- 本文:
◆ ◆ ◆
放課後児童クラブにおける子どもを狙った犯罪行為。理解されていない2つの点。業界もメディアも残念。

 学童保育運営者をサポートする「あい和学童クラブ運営法人」代表の萩原和也です。沖縄県の放課後児童クラブ(いわゆる学童保育所もおおむね該当します)で起きたクラブ職員による子どもへの性加害について沖縄県警が余罪で再逮捕したという報道がありました。改めて運営支援の立場で、必要なことを訴えます。(児童クラブの運営形態に関する利点、不便な点の第3弾は後日取り上げます)
 (※基本的に運営支援ブログでは、学童保育所について「放課後児童クラブ」(略して児童クラブ、クラブ)と記載しています。放課後児童クラブはおおむね学童保育所と同じです。)

<報道内容から考える重要な点>
 「元学童支援員の男を再逮捕 女児2人へのわいせつ疑い 沖縄県警」と見出しが付いた琉球新報10月22日10時50分配信の記事を一部引用します。
「再逮捕容疑は2023年1月ごろから12月ごろまでの間に、13歳未満であることを知りながら女子児童2人にわいせつな行為をした疑い。県警は、放課後児童クラブの活動時間内に男が児童にわいせつな行為をしたとみている。9月に逮捕した事案の捜査を進める中で、別の児童2人にもわいせつな行為をした疑いが強まったとして再逮捕した。」(引用ここまで)
 (※無罪推定の原則はどのようなひどい犯罪行為でも当てはまります。許せない、被害者がかわいそうだ、などと思う感情とは別に、裁判で有罪判決が下されるまで被疑者、被告人は「犯罪者」ではないということです。) 

 さて私が気になる点を挙げます。
・再逮捕の容疑にかかる犯行推定の期間が2023年1月から12月、つまり1年間となっていること。
・活動時間内の行為である可能性が高いこと。

 これらは何を意味するのかです。
前者はいくつかの理由が考えられます。記事は警察発表を基にしているので、警察発表の通りに表現した結果であることは間違いないのですが、「捜査上の秘密を守るためあえて被疑容疑が行われた日時をぼかして表記した」、「捜査の結果、本当に1月と12月に被疑事実がある」、そして「被疑者や被害者の供述からでは被疑事実を何月何日とまで特定できず、最大限の範囲で特定すると1月から12月もの間になる」ということです。また、これは考えたくないですが、「1月から断続的あるいは継続的に12月までの間、ずっと被疑事実が繰り返されていた」であれば、誠に残念で由々しき事態です。なお、再逮捕にしろその後に起訴、追起訴されるにしても、仮に1年間にわたって数えきれないほどの犯行があったとしても、同種の事案であればすべてにおいて証拠を固めて立件することはしません。
 しかし、記事を読むとさらっと流してしまいがちですが、現実に性犯罪の被害を受けた子どもがいること、それも1年間という長い間にわたっていたという可能性を考えると、これは防がなければならなかった事案であると激しく残念です。
◆ ◆ ◆
- 保存資料:

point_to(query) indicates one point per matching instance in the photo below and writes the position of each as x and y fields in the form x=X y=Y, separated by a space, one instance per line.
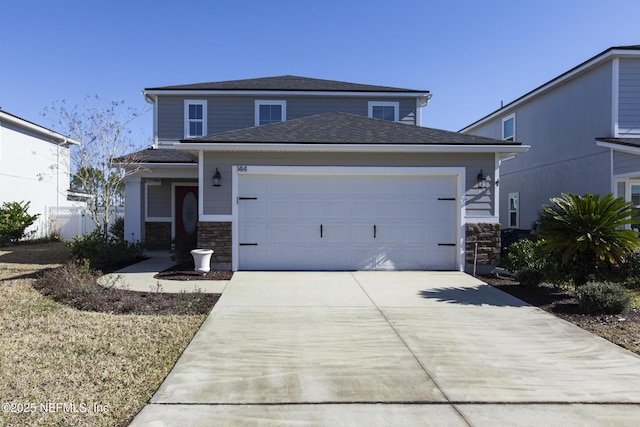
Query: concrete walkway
x=139 y=277
x=391 y=348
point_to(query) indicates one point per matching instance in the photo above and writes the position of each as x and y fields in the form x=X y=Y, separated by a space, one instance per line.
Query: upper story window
x=509 y=128
x=268 y=112
x=384 y=110
x=195 y=118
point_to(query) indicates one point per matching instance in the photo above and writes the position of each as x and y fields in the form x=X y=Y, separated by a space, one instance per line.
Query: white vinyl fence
x=70 y=222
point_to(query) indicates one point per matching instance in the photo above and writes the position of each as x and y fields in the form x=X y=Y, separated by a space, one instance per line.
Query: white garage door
x=347 y=222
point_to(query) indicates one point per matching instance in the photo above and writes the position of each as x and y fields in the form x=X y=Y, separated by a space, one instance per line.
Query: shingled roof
x=286 y=83
x=159 y=156
x=343 y=128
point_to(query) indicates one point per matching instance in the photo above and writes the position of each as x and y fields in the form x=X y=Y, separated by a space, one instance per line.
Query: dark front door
x=186 y=212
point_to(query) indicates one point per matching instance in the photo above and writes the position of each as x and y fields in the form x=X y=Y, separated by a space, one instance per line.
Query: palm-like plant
x=586 y=230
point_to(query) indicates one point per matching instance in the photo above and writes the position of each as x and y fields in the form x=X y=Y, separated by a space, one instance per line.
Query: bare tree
x=103 y=128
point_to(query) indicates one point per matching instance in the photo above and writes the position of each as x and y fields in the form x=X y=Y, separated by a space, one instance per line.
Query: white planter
x=202 y=260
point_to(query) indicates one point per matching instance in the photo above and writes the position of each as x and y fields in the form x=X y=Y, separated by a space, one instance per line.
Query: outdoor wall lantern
x=217 y=178
x=482 y=180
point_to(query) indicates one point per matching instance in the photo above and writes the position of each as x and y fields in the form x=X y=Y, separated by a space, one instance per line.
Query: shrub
x=530 y=278
x=587 y=231
x=76 y=285
x=603 y=298
x=524 y=255
x=105 y=255
x=14 y=220
x=627 y=271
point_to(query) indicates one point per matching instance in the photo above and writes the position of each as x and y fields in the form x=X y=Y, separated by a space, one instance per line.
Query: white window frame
x=187 y=122
x=259 y=102
x=395 y=105
x=629 y=198
x=506 y=119
x=514 y=196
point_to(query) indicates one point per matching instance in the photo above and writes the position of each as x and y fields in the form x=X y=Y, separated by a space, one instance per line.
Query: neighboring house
x=34 y=167
x=584 y=131
x=294 y=173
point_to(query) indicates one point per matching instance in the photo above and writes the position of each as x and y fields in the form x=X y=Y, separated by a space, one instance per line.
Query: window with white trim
x=635 y=201
x=509 y=128
x=384 y=110
x=514 y=210
x=195 y=118
x=267 y=112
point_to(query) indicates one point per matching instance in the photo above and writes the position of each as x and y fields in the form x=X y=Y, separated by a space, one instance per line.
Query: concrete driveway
x=391 y=348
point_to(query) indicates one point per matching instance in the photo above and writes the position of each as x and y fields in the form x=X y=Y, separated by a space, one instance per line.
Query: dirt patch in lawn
x=184 y=273
x=621 y=329
x=102 y=366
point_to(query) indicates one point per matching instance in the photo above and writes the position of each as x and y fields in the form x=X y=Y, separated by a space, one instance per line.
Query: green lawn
x=62 y=366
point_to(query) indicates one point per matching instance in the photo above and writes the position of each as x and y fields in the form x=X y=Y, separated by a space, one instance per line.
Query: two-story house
x=34 y=167
x=294 y=173
x=583 y=128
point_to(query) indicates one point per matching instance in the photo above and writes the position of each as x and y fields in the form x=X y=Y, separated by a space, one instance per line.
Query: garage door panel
x=368 y=222
x=308 y=209
x=335 y=209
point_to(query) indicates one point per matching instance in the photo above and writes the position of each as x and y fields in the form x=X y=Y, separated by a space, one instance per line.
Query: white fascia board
x=16 y=121
x=599 y=59
x=619 y=147
x=157 y=165
x=154 y=93
x=352 y=148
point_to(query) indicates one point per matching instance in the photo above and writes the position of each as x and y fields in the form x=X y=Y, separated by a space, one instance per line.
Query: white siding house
x=34 y=167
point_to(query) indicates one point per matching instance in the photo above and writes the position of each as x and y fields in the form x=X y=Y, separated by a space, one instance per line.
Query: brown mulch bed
x=181 y=272
x=621 y=329
x=77 y=288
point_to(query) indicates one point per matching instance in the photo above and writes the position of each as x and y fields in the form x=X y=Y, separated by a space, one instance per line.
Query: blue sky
x=470 y=54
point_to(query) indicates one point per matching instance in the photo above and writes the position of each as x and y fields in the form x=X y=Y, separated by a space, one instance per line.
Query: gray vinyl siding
x=159 y=200
x=620 y=188
x=629 y=99
x=218 y=200
x=226 y=113
x=560 y=126
x=625 y=163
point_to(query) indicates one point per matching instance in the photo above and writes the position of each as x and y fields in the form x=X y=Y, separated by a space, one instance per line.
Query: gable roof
x=157 y=156
x=612 y=52
x=284 y=83
x=342 y=128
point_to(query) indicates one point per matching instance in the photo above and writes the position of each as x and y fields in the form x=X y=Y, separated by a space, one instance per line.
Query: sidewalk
x=139 y=277
x=391 y=348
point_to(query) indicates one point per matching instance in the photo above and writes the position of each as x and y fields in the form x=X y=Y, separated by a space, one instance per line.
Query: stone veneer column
x=487 y=235
x=157 y=235
x=216 y=236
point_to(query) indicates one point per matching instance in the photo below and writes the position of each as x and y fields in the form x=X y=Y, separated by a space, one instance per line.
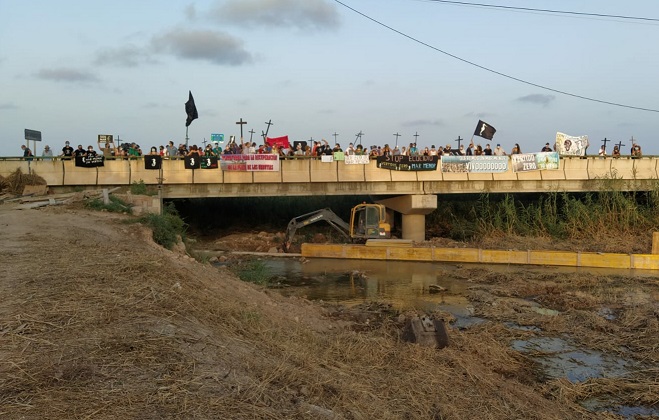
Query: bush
x=167 y=227
x=116 y=205
x=253 y=271
x=139 y=188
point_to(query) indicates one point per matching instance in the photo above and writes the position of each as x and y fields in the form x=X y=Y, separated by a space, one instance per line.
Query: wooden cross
x=359 y=137
x=620 y=146
x=268 y=129
x=241 y=123
x=397 y=135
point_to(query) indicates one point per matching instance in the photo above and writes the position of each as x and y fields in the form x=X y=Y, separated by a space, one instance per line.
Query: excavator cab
x=369 y=221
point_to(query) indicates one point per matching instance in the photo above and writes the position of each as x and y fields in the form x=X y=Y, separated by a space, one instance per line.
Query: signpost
x=33 y=135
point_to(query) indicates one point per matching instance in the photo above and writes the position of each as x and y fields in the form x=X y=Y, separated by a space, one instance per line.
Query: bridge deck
x=312 y=177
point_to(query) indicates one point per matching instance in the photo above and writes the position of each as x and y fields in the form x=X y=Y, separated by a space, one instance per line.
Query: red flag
x=279 y=141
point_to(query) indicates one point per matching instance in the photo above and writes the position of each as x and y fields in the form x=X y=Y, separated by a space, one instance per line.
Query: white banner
x=571 y=145
x=356 y=159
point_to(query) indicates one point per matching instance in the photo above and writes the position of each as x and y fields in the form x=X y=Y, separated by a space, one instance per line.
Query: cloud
◆ ◆ ◆
- やること一覧:
A) 本文で、筆者が代表を務める法人の名前は何か。
B) 本文の一文「放課後児童クラブはおおむね学童保育所と同じです。」を英語に訳すこと。
C) 本文の「前者はいくつかの理由が考えられます」で始まる段落で、かぎかっこ（「」）に入れて示されている可能性をすべて挙げてください。

- 解答例:
A) あい和学童クラブ運営法人

B) After-school children's clubs are broadly the same as after-school childcare centers.

C)
- 捜査上の秘密を守るためあえて被疑容疑が行われた日時をぼかして表記した
- 捜査の結果、本当に1月と12月に被疑事実がある
- 被疑者や被害者の供述からでは被疑事実を何月何日とまで特定できず、最大限の範囲で特定すると1月から12月もの間になる
- 1月から断続的あるいは継続的に12月までの間、ずっと被疑事実が繰り返されていた